═══ PAGE TEXT

TZ has been on record in numerous ways against the recent Petrie tenure. He doesn’t agree with the lack of statistical analysis, he prefers to see the use of the NBDL more, and the Kevin Martin trade among other basketball decisions made. None of this is necessarily wrong, but, at the same time, a non-stathead & stathead are not likely to see the same viewpoints.

This isn’t an all or nothing deal. There’s going to be loads of perspective over the next 3 or 4 days from multiple sects in various ways. Here’s just one example of such from Akis at Sactown Royalty.

Make no mistake: I don’t care about what methods Tom Ziller chooses to use and analyze whether Geoff Petrie is doing his job correctly. Whatever choices are being made from TZ’s end, that’s his decision. I do not care one iota one way or the other how TZ goes about his decision making. That’s his problem. But what is the issue is the expectation of what’s value. Petrie does not have the same definition of values that TZ has. This Salmons-Udrih trade is not about stat-heads vs non stat-heads. It’s about viewpoint and basketball values.

There is no way a stat head would prefer Salmons to Udrih’s value even acknowledging that defensive value is not easily as captured with offensive numbers.

══════

## TASK REQUIREMENTS
a – From the trade commentary, copy word for word the passage from "TZ has been" to "at Sactown Royalty.".
b – According to the trade commentary, what is the Salmons-Udrih trade about?

═══ ENTRIES SHOWN

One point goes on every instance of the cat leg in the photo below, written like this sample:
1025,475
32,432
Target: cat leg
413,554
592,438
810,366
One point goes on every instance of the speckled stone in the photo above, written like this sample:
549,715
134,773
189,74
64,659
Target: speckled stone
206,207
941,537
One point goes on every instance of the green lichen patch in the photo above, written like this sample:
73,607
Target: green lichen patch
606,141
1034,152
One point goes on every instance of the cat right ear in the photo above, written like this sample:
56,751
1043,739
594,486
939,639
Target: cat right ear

══════

## ANSWERS IN ORDER
a –
TZ has been on record in numerous ways against the recent Petrie tenure. He doesn’t agree with the lack of statistical analysis, he prefers to see the use of the NBDL more, and the Kevin Martin trade among other basketball decisions made. None of this is necessarily wrong, but, at the same time, a non-stathead & stathead are not likely to see the same viewpoints.

This isn’t an all or nothing deal. There’s going to be loads of perspective over the next 3 or 4 days from multiple sects in various ways. Here’s just one example of such from Akis at Sactown Royalty.

b – It is about viewpoint and basketball values.